*** TEXT FOR ANALYSIS Section Begins ***
The Debtor filed a First Amended Chapter 13 plan ("Amended Plan") on January 6, 2006. The Amended Plan consisted of payments of $50.00 per month for twelve months, followed by payments of $100.00 per month for 48 months. Additionally, the Amended Plan called for a payment of $1,275.00 upon confirmation plus an anticipated recovered preference from the Creditor in the amount of $17,053.00. The Creditor filed an Objection to Confirmation of Plan under 11 U.S.C. § 1325(a)(3), (a)(6), and (a)(7), which is presently before this court. An Evidentiary Hearing was held on April 18, 2006, at which the Debtor testified.
Following the Evidentiary Hearing, the Debtor filed two additional amended Chapter 13 Plans. The Creditor and the Chapter 13 Trustee objected to both amended *423 Chapter 13 plans on similar grounds to their objections to the Amended Plan.
Factual Background
The Debtor was married to Ellisa Hall before their marriage ended in divorce in March 2005. During their marriage, the Debtor was made legal guardian of Ellisa's two sons, Jacob, age 17, and Paul Henry, who has since reached the age of majority. The couple also had a son, Adam, age 5. During their marriage, the Debtor and Ellisa formed Amerihall of Illinois, LLC, a franchise of the real estate company RE/ MAX. The Debtor owned 58% of Amerihall, and Ellisa owned the remaining 42%. The Debtor served as Amerihall's real estate broker, and Ellisa provided office services, including bookkeeping, clerical, and database entry duties.
According to the Debtor, the Debtor and Ellisa suffered serious marital problems stemming from Ellisa's drug and alcohol addictions. The couple moved to Kentucky in 2004 to a dry county in the Debtor's efforts to keep Ellisa sober. They continued to operate Amerihall during this time. Ellisa, however, was unable to maintain her sobriety and the Debtor ceased operations of Amerihall. The Debtor testified that he could not continue to operate the business because Ellisa was half owner and she could not be trusted. The Debtor stated that Elissa had been taking money from the company account for her personal use. Ellisa was arrested on a domestic violence charge against the Debtor on November 10, 2004, and was ordered to stay away from the Debtor pending resolution for the matter. Ellisa was convicted and incarcerated based upon these charges. The Debtor subsequently filed for divorce in early 2005, and a separation agreement was approved by the court on March 22, 2005. In the separation agreement, the Debtor was awarded the marital home as well as custody of the children Jacob and Adam. Pursuant to the Separation Agreement, Ellisa quitclaimed her interest in the marital home to the Debtor on July 29, 2005. Following her release from jail, Elissa entered drug and alcohol rehabilitation to address her various addictions.
*** TEXT FOR ANALYSIS Section Ends ***
*** DATASET EXCERPTS Section Begins ***
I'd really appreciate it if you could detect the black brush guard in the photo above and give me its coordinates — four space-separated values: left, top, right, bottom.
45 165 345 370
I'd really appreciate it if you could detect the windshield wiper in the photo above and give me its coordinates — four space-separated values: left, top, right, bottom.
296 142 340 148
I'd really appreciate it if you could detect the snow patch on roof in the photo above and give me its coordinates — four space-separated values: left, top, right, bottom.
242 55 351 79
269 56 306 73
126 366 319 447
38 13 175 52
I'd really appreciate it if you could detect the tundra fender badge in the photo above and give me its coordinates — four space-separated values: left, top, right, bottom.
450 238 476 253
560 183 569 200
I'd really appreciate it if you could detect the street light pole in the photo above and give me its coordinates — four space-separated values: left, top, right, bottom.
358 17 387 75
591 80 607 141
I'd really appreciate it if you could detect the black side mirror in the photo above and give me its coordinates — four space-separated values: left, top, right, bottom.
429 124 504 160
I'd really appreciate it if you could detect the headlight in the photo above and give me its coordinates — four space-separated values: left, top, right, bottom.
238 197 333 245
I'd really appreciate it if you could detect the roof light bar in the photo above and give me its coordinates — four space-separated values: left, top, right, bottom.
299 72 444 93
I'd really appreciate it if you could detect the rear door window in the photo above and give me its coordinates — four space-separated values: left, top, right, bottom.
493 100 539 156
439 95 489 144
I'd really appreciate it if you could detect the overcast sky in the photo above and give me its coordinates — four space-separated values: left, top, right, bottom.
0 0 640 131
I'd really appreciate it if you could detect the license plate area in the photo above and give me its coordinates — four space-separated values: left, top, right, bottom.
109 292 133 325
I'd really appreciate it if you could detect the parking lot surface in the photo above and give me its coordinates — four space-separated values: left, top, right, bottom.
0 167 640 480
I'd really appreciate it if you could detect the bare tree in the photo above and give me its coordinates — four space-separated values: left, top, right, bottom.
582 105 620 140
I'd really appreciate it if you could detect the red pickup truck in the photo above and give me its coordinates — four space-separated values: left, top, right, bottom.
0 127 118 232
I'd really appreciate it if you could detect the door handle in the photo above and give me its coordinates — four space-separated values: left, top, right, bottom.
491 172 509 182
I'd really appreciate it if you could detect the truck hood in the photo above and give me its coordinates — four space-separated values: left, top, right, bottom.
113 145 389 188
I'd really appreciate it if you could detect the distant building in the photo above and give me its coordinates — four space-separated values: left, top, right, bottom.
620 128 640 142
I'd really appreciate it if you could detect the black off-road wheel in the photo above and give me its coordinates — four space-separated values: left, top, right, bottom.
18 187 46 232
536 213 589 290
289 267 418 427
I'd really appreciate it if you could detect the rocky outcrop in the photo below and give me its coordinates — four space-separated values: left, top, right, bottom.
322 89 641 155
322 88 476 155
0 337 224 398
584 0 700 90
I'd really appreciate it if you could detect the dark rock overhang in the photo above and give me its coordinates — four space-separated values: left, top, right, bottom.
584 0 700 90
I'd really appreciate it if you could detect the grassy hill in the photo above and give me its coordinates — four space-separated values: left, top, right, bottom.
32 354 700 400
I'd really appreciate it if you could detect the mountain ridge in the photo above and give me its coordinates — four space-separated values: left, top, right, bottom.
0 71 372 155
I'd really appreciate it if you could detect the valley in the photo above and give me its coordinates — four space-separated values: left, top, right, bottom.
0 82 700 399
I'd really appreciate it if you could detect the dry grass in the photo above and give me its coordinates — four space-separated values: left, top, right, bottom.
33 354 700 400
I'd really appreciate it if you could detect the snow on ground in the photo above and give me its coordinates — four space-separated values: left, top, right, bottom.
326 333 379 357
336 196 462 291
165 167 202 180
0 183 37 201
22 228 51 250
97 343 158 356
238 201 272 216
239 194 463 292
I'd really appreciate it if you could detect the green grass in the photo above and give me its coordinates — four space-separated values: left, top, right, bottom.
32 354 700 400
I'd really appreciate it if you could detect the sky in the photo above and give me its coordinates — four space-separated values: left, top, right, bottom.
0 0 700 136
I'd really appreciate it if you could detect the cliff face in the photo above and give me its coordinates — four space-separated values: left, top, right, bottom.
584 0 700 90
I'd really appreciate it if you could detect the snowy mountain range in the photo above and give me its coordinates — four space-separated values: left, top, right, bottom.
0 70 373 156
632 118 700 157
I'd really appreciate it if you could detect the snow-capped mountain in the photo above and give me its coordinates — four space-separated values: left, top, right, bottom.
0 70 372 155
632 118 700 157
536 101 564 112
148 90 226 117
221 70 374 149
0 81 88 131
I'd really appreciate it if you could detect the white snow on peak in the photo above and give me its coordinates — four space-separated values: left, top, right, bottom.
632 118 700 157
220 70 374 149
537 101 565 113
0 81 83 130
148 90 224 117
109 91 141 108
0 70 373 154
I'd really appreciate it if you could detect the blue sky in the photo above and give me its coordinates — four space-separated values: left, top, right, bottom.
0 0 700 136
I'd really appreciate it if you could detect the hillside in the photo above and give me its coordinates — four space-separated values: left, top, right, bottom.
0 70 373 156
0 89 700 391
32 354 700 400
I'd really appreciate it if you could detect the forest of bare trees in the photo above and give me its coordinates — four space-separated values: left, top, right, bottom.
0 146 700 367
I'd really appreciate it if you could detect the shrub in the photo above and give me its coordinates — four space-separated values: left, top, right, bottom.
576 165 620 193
*** DATASET EXCERPTS Section Ends ***
#### [REQUIRED WORK]
#1 In the bankruptcy text, rewrite the paragraph that begins "The Debtor was married to Ellisa Hall" as a bulleted list that keeps its main facts.
#2 Say whether each statement agrees with the bankruptcy text. Answer yes or no and quote the deciding words.
(a) The Amended Plan called for payments of $100.00 per month for 48 months.
(b) The Debtor owned 42% of Amerihall.
(c) The couple moved to Kentucky in 2005.
#3 List every date in the bankruptcy text that gives a month, a day and a year.

#### [EXPECTED RESULTS]
#1
- The Debtor and Ellisa Hall divorced in March 2005.
- During the marriage, the Debtor became legal guardian of Ellisa's two sons: Jacob, 17, and Paul Henry, now an adult.
- The couple also had a son, Adam, age 5.
- Together they formed Amerihall of Illinois, LLC, a RE/MAX real estate franchise.
- The Debtor owned 58% of Amerihall and Ellisa owned 42%.
- The Debtor was the company's real estate broker. Ellisa handled office work, including bookkeeping, clerical tasks and database entry.

#2
(a) Yes: "followed by payments of $100.00 per month for 48 months"
(b) No: "The Debtor owned 58% of Amerihall, and Ellisa owned the remaining 42%."
(c) No: "The couple moved to Kentucky in 2004 to a dry county"

#3
- January 6, 2006
- April 18, 2006
- November 10, 2004
- March 22, 2005
- July 29, 2005